◆ DESCRIPTION OF THE TASK
The whole of the data must be transcribed exactly.

◆ Saved entries
# # # # #
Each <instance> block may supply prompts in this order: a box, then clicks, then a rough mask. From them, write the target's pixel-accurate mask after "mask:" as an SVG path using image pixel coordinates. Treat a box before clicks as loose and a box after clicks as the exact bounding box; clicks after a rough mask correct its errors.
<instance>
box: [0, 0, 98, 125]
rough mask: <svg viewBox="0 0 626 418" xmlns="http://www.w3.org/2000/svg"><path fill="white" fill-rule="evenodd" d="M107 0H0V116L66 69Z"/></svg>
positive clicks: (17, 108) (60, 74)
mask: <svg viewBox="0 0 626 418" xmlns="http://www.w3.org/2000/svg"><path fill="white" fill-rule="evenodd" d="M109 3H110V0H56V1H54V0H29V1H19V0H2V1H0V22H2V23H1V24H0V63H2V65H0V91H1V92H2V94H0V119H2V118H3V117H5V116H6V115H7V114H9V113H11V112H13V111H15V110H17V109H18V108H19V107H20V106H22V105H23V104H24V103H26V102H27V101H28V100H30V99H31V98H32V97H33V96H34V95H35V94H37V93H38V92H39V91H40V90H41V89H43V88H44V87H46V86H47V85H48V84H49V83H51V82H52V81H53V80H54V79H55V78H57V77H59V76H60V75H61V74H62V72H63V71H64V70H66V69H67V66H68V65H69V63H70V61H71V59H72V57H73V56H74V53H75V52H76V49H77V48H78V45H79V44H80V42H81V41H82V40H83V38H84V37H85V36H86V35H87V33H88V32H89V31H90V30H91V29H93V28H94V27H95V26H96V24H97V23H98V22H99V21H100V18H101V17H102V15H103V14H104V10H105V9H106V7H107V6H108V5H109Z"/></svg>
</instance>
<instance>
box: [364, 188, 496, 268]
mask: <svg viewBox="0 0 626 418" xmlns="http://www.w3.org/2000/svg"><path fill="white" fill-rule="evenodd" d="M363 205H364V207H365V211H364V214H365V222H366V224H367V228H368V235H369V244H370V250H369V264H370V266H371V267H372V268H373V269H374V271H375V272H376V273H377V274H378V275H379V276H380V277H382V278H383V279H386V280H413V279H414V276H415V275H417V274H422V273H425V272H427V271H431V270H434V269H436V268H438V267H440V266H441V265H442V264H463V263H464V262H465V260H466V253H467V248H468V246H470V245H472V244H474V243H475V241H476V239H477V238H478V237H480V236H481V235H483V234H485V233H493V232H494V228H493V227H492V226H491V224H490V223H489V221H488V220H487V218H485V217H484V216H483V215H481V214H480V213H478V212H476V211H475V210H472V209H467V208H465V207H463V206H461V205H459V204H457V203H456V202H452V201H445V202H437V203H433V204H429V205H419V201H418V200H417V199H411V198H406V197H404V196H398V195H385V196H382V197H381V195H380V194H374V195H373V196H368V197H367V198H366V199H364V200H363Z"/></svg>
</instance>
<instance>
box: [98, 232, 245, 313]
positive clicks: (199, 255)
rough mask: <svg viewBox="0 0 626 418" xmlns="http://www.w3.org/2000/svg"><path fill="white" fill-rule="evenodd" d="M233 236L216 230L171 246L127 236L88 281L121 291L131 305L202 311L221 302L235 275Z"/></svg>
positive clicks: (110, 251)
# # # # #
◆ RESPONSE BELOW
Each <instance> block may supply prompts in this order: a box, then clicks, then a rough mask. From them, write the target's pixel-accurate mask after "mask:" as an SVG path using image pixel coordinates. Treat a box before clicks as loose and a box after clicks as the exact bounding box; clicks after a rough mask correct its errors.
<instance>
box: [0, 0, 98, 125]
rough mask: <svg viewBox="0 0 626 418" xmlns="http://www.w3.org/2000/svg"><path fill="white" fill-rule="evenodd" d="M107 0H0V116L66 69Z"/></svg>
positive clicks: (17, 108) (60, 74)
mask: <svg viewBox="0 0 626 418" xmlns="http://www.w3.org/2000/svg"><path fill="white" fill-rule="evenodd" d="M109 3H110V0H56V1H54V0H29V1H19V0H2V1H0V22H2V23H1V24H0V63H2V65H0V91H1V92H2V94H0V119H2V118H3V117H5V116H6V115H7V114H9V113H11V112H13V111H15V110H17V109H18V108H19V107H20V106H22V105H23V104H24V103H26V102H27V101H28V100H30V99H31V98H32V97H33V96H34V95H35V94H37V93H38V92H39V91H40V90H41V89H43V88H44V87H46V86H47V85H48V84H49V83H51V82H52V81H53V80H54V79H55V78H57V77H59V76H60V75H61V74H62V72H63V71H64V70H66V69H67V66H68V65H69V63H70V61H71V59H72V57H73V56H74V53H75V52H76V49H77V48H78V45H79V44H80V42H81V41H82V40H83V38H84V37H85V36H86V35H87V33H88V32H89V31H90V30H91V29H93V28H94V27H95V26H96V24H97V23H98V22H99V21H100V18H101V17H102V15H103V14H104V10H105V9H106V7H107V6H108V5H109Z"/></svg>
</instance>
<instance>
box: [364, 188, 496, 268]
mask: <svg viewBox="0 0 626 418" xmlns="http://www.w3.org/2000/svg"><path fill="white" fill-rule="evenodd" d="M363 205H364V207H365V211H364V214H365V222H366V224H367V228H368V235H369V244H370V250H369V264H370V266H371V267H372V268H373V269H374V271H375V272H376V273H377V274H378V275H379V276H380V277H382V278H383V279H386V280H413V279H414V276H415V275H417V274H422V273H425V272H427V271H431V270H434V269H436V268H438V267H440V266H441V265H442V264H463V263H464V262H465V260H466V253H467V248H468V246H470V245H472V244H474V243H475V241H476V239H477V238H478V237H480V236H481V235H483V234H485V233H493V232H494V228H493V227H492V226H491V224H490V223H489V221H488V220H487V218H485V217H484V216H483V215H481V214H480V213H478V212H476V211H475V210H472V209H467V208H465V207H463V206H461V205H459V204H457V203H456V202H452V201H445V202H437V203H433V204H429V205H419V201H418V200H417V199H411V198H406V197H404V196H398V195H385V196H382V197H381V195H380V194H374V195H373V196H368V197H367V198H366V199H364V200H363Z"/></svg>
</instance>
<instance>
box: [98, 232, 245, 313]
positive clicks: (199, 255)
rough mask: <svg viewBox="0 0 626 418" xmlns="http://www.w3.org/2000/svg"><path fill="white" fill-rule="evenodd" d="M233 236L216 230L171 246L127 236L88 281L121 291L131 305L202 311L221 302L235 275Z"/></svg>
positive clicks: (110, 251)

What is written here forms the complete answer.